- [Task item] Every line containing the word "sock" is to be copied from the data below.

[Dataset entries]
BEGIN

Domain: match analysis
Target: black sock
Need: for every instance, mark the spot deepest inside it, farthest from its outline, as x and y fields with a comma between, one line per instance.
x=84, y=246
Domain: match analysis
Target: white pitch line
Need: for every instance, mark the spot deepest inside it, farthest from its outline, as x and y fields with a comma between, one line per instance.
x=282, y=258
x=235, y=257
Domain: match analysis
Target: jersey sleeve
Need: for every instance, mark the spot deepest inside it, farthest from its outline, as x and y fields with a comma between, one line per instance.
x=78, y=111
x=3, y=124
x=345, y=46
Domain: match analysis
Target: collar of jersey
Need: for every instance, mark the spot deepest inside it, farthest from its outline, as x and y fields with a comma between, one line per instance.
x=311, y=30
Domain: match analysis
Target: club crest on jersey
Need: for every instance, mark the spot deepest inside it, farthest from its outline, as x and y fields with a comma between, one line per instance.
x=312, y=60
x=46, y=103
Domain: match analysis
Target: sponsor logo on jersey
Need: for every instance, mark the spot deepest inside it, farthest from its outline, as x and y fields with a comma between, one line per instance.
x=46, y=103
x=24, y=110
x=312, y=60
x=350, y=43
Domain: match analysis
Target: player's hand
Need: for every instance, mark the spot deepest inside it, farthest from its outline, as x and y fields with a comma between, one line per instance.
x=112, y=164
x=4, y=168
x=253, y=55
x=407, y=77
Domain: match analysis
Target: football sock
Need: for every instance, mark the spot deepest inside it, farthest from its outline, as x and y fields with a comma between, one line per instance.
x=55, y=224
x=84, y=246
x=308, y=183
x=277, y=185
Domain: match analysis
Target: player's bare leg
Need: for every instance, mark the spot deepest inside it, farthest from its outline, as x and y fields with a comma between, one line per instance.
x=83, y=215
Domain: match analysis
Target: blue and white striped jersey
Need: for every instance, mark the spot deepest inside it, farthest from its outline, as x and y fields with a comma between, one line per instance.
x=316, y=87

END

- [Expected answer]
Target: black sock
Target: football sock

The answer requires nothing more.